_Annotated coordinate records_.
----------------

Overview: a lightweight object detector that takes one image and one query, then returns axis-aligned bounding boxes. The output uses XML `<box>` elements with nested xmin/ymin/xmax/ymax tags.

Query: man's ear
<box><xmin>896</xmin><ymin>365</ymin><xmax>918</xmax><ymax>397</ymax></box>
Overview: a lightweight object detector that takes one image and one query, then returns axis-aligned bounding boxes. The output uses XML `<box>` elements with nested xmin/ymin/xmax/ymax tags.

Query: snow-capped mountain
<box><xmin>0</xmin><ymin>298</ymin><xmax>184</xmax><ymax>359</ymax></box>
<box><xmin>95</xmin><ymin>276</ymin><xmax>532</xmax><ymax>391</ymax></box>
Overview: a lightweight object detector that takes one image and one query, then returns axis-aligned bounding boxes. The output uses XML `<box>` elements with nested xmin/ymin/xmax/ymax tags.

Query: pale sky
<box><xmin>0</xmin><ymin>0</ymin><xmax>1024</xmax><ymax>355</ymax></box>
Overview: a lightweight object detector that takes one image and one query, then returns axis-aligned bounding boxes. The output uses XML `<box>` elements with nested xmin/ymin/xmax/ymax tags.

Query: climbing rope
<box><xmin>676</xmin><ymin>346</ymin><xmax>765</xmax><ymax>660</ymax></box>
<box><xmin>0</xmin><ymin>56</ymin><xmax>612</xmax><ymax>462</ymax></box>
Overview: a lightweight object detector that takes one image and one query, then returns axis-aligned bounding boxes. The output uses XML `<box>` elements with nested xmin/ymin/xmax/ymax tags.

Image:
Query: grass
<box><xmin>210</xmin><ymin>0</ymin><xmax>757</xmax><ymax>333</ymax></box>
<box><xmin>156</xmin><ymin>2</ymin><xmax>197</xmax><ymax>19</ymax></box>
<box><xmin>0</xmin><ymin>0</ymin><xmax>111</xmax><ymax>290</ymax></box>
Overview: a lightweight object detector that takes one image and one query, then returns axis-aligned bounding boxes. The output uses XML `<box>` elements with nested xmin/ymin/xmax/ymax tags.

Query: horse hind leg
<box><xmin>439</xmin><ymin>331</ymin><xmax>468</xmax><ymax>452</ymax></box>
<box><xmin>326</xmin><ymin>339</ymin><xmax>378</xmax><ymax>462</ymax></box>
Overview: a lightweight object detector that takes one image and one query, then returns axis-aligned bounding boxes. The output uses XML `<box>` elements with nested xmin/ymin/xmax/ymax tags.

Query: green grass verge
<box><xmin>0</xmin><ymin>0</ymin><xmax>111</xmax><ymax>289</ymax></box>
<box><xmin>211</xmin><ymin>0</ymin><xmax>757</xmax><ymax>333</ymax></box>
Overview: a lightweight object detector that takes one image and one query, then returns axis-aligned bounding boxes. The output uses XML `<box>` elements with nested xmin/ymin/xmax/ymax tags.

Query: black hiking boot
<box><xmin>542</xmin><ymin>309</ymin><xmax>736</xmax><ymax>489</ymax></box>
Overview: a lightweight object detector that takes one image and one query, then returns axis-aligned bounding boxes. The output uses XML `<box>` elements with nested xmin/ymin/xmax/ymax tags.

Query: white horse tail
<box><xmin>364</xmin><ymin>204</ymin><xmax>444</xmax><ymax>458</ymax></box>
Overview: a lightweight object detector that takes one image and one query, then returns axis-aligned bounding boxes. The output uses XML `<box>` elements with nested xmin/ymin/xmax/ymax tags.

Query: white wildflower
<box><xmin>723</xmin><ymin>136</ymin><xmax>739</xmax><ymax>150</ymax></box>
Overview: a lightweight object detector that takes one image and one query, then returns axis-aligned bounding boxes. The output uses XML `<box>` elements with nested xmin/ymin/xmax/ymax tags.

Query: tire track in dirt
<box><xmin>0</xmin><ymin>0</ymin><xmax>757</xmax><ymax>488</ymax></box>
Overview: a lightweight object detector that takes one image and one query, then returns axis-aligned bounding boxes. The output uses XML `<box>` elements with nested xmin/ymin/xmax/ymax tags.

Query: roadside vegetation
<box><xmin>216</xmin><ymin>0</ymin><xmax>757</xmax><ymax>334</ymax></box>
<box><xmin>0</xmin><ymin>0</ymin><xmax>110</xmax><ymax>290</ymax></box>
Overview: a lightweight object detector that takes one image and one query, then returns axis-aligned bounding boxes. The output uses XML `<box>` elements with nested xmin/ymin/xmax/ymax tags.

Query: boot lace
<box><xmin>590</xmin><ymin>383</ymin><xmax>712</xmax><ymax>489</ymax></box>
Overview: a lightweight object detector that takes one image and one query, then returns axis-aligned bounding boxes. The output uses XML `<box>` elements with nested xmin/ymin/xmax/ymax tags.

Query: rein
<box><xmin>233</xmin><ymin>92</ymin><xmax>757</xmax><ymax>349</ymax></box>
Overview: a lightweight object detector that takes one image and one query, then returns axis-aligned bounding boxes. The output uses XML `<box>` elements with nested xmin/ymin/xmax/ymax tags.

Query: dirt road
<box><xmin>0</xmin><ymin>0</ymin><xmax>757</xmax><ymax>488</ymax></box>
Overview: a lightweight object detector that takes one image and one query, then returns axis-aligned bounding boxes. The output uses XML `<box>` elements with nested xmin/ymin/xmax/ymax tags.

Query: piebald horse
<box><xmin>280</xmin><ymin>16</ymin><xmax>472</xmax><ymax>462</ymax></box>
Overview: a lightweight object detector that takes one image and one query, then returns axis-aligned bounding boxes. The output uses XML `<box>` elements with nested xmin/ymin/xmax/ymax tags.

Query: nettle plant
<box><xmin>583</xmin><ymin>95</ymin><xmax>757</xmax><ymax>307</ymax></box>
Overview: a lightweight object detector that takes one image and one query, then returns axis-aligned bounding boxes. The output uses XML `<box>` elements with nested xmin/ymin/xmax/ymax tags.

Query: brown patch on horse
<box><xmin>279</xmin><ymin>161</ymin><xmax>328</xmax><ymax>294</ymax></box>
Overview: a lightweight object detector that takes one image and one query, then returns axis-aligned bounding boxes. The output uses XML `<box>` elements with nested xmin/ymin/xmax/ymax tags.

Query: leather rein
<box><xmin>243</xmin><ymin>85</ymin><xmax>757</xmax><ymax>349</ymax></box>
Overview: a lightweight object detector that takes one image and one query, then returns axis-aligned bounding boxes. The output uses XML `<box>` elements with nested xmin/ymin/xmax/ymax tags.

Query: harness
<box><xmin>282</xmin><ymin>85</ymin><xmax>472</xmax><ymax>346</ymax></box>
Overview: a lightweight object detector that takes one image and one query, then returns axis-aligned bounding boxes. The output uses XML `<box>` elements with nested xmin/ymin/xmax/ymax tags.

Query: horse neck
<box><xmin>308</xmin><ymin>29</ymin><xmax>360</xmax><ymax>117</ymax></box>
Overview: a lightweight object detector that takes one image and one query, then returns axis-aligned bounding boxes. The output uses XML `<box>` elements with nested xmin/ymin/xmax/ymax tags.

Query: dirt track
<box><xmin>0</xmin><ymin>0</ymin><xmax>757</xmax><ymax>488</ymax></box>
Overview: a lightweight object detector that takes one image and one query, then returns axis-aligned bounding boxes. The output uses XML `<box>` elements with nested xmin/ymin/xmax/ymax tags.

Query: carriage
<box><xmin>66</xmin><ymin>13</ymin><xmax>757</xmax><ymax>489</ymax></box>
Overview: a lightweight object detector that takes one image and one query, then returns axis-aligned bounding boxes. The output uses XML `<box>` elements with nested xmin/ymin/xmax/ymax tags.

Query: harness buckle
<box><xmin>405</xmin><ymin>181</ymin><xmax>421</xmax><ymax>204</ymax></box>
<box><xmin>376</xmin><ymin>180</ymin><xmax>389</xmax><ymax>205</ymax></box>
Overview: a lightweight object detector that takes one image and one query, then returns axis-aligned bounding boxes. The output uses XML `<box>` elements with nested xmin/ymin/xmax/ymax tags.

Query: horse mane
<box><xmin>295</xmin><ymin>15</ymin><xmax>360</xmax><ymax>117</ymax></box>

----------------

_STATED GOAL_. Please extract each line in the material above that contains the word "grass", copying the lines in full.

_SOLUTION TO THE EXERCISE_.
Query: grass
Query: green grass verge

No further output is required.